Marie Frankie Muse Freeman (née Muse; November 24, 1916 – January 12, 2018) was an American civil rights attorney, and the first woman to be appointed to the United States Commission on Civil Rights (1964–79), a federal fact-finding body that investigates complaints alleging discrimination. Freeman was instrumental in creating the Citizens' Commission on Civil Rights founded in 1982. She was a practicing attorney in State and Federal courts for nearly sixty years.

In 2007, Freeman was inducted in the International Civil Rights Walk of Fame at the Martin Luther King Jr. National Historic Site, Atlanta, Georgia, for her leadership role in the Civil Rights Movement.

On February 5, 2015, President Barack Obama appointed Freeman to serve as a Member of the Commission on Presidential Scholars.

==Biography==

The daughter of William Brown Muse and Maude Beatrice Smith Muse, Frankie came from a college-educated family. Her parents were active members of the National Association for the Advancement of Colored People (NAACP). She was born and grew up in Danville, Virginia. At age 16, Muse enrolled at Hampton Institute, which she attended from 1933 to 1936. Shortly afterward, Freeman moved to New York where she met her future husband Shelby T. Freeman Jr. and applied to St. John's Law School. However, the admissions office claimed they did not accept credits from Hampton University. She married Shelby Freeman in 1938 and birthed her only daughter Shelbe Patricia Bullock shortly thereafter. In 1944, she enrolled at Howard University Law School and received a law degree in 1947. She took the Bar Exam in Missouri and practiced law for seventy years. While a student at Howard Law, Freeman became a member of Epsilon Sigma Iota sorority, the first American legal sorority for women of color.

In 1948, after writing to several law firms and not hearing back from them, Muse decided to establish her own private practice. She began her practice with pro bono, divorce and criminal cases. After two years, Freeman began her work in civil rights when she became legal counsel to the NAACP legal team that filed suit against the St. Louis Board of Education in 1949. In 1954, Freeman was the lead attorney for the landmark NAACP case Davis et al. v. the St. Louis Housing Authority, which ended legal racial discrimination in public housing with the city.

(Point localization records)
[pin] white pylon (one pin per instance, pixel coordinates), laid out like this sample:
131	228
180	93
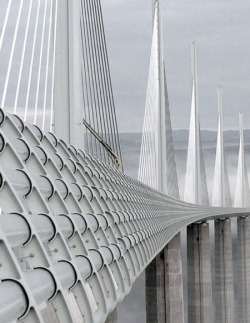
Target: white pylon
242	192
67	92
157	161
221	190
195	184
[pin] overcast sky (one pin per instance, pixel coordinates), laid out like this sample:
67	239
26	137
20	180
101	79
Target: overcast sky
222	32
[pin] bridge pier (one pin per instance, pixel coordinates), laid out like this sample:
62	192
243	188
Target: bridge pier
200	306
164	291
112	318
224	283
173	281
243	252
155	290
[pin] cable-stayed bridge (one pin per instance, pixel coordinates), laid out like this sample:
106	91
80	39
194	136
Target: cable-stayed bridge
76	232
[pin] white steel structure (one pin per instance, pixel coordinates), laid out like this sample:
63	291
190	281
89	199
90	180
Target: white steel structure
242	192
157	166
221	190
195	185
83	232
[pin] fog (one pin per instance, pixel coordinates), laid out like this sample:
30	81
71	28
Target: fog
133	309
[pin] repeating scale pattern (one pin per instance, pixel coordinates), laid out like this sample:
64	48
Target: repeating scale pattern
75	233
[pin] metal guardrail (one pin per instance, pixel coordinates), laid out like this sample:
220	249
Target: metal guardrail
75	233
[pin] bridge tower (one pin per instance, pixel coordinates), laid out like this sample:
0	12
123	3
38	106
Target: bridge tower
164	292
199	280
242	199
67	96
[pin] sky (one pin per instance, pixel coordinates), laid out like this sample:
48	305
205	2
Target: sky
222	32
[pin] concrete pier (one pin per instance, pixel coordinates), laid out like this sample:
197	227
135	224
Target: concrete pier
243	277
164	291
112	318
173	281
155	290
224	283
200	305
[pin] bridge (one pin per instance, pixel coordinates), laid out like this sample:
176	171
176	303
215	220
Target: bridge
75	230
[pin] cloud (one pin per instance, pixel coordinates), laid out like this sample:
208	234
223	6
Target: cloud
222	32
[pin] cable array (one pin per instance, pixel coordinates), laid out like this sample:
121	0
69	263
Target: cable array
28	56
99	108
27	48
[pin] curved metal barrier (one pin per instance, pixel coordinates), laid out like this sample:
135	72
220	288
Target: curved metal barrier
74	232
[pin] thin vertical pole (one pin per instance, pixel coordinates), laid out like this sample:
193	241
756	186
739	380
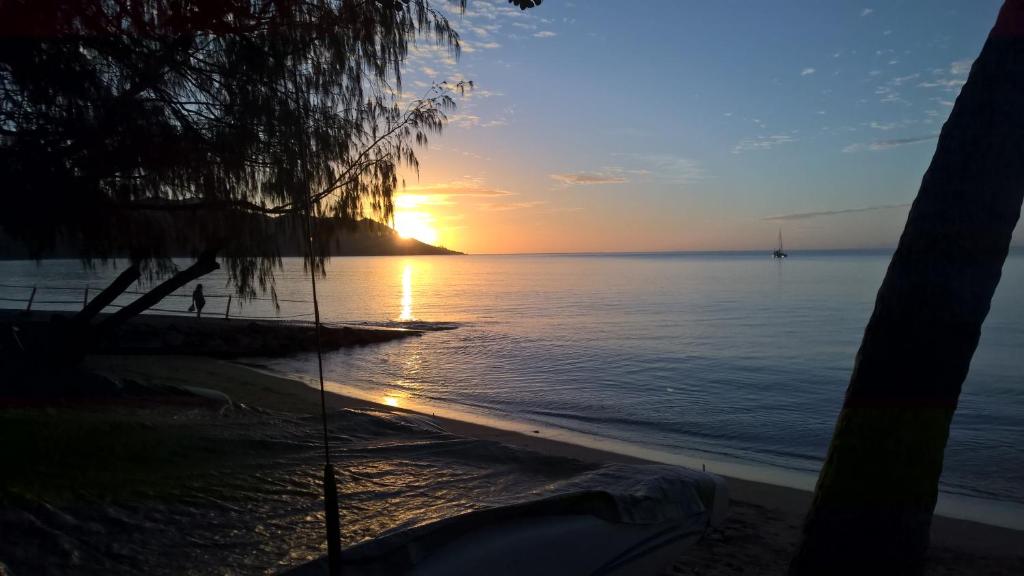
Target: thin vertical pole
330	483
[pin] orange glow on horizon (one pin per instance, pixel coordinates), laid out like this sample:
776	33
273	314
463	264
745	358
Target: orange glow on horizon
417	224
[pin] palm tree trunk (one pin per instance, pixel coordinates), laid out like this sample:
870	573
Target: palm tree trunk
116	288
872	505
206	263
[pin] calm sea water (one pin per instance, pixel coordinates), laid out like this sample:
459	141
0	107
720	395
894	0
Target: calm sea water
722	358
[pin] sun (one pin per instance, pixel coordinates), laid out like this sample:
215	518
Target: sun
416	224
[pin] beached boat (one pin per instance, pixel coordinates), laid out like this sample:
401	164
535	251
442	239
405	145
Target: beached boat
619	520
779	252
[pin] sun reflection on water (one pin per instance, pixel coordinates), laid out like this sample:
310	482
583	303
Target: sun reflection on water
407	292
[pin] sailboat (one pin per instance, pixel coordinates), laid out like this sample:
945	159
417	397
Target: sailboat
779	253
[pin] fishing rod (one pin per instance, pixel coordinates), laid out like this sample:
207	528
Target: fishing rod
330	484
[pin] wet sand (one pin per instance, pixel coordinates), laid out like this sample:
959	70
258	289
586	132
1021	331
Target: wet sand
759	536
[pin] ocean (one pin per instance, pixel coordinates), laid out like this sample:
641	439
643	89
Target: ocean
731	361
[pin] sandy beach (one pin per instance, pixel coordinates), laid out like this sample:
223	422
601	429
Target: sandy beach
759	536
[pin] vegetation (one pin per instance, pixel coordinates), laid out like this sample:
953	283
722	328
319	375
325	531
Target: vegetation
116	116
875	498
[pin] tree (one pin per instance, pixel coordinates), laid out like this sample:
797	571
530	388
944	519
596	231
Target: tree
117	116
876	494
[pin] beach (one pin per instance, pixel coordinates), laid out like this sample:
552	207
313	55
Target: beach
758	537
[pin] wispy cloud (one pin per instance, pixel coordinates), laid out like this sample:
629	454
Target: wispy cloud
888	144
465	188
665	167
808	215
588	178
513	206
762	142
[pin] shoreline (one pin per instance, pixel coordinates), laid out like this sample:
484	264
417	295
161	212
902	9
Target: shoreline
561	442
776	510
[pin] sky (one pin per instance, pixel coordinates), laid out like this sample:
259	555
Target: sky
656	125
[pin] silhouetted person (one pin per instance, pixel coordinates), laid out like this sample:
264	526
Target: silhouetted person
198	300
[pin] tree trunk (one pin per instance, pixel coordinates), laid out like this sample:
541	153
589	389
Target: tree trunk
109	294
205	264
872	505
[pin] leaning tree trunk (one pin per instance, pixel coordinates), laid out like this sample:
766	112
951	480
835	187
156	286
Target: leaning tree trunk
872	506
206	263
116	288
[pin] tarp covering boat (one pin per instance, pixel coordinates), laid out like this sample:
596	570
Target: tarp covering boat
614	520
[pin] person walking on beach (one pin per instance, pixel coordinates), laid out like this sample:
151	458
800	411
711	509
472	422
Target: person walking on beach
198	300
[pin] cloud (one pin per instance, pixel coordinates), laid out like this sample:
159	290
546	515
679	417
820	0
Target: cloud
513	205
588	178
762	142
808	215
665	167
463	188
889	144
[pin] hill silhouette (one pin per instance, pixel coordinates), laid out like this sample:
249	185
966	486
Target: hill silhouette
364	238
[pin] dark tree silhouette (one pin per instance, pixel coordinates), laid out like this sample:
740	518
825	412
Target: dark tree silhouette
114	115
872	506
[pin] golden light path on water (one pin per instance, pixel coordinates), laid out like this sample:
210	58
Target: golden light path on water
407	292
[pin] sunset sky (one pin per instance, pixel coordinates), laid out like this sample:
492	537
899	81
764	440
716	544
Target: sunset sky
686	125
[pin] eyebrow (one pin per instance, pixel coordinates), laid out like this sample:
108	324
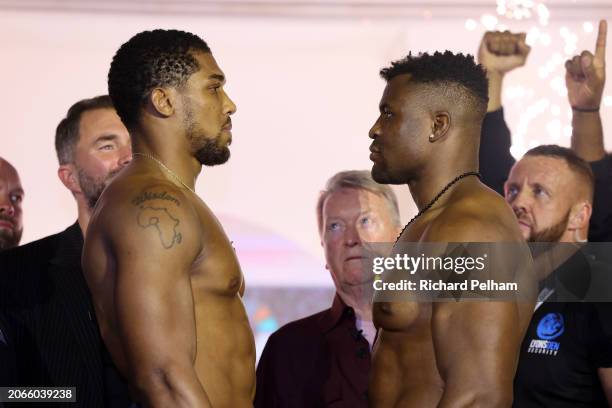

• _EXERCISES TO COMPLETE_
a - Can you reproduce the passage of the Marie Freeman biography from "In 2007, Freeman" up to and including "on Presidential Scholars." word for word?
b - Would you carry on the biography of Frankie Muse Freeman from the point where it stops?
The records play no part in what is asked here.

• _RESPONSES BY ITEM NUMBER_
a -
In 2007, Freeman was inducted in the International Civil Rights Walk of Fame at the Martin Luther King Jr. National Historic Site, Atlanta, Georgia, for her leadership role in the Civil Rights Movement.

On February 5, 2015, President Barack Obama appointed Freeman to serve as a Member of the Commission on Presidential Scholars.

b -
In  1956, she began her role as Associate General Counsel for the St. Louis Land Clearance and Housing Authorities and was later promoted to General Counsel. In March 1964, she was nominated by President Lyndon Johnson as a member of the United States Commission on Civil Rights. On September 15, 1964, the Senate approved Freeman's nomination and she was officially appointed as the first black woman on the civil rights commission. Freeman was subsequently reappointed by presidents Richard Nixon, Gerald Ford and Jimmy Carter, and held the position until July 1979.

Freeman utilized her legal prowess to advocate for the ratification of the Equal Rights Amendment (ERA). In 1973, she published the pamphlet "What's in it for Black Women?" wherein she articulated the criticality of the ERA for American women, but more specifically, black women.

She was appointed as Inspector General for the Community Services Administration during Jimmy Carter's presidential administration in 1979. A year later, the Republican Ronald Reagan was elected president and demanded the resignation of Democratic inspectors general appointed by previous presidents.

Freeman returned to St. Louis, where she practiced law. In 1982, Freeman joined 15 other former high federal officials who formed a bipartisan Citizens Commission on Civil Rights, a group committed to ending racial discrimination and devising remedies that would counteract its harmful effects.

At age 90, she was still practicing law with Montgomery Hollie & Associates, L.L.C. in St. Louis, a three-attorney firm. She had numerous volunteer activities, such as adult Sunday school classes at Washington Tabernacle Missionary Baptist Church. She was on the board of the World Affairs Councils of America, St. Louis, with the mission to promote understanding, engagement, relationships, and leadership in world affairs.

In 2003, she published her memoir, A Song of Faith and Hope. She was the 14th National President of Delta Sigma Theta sorority. She turned 100 in November 2016.

==Civic activities==
Freeman was a Trustee Emeritus of the Board of Trustees of Howard University, past chairman of the Board of Directors of the National Council on Aging, Inc. and the National Urban League of Metropolitan St. Louis. She was also a board member of the United Way of Greater St. Louis, the Metropolitan Zoological Park and Museum District, and the St. Louis Center for International Relations.

==Legacy and honors==
- Freeman received honorary doctorate degrees from several institutions to include Hampton University, University of Missouri–St. Louis, Saint Louis University, Washington University in St. Louis and Howard University.
- 1990: Inducted into the National Bar Association's Hall of Fame.
- 2011: Received the Spingarn Medal of the NAACP.
- 2014: Received the Spirit of Excellence Award from the American Bar Association Commission on Racial and Ethnic Diversity in the Profession.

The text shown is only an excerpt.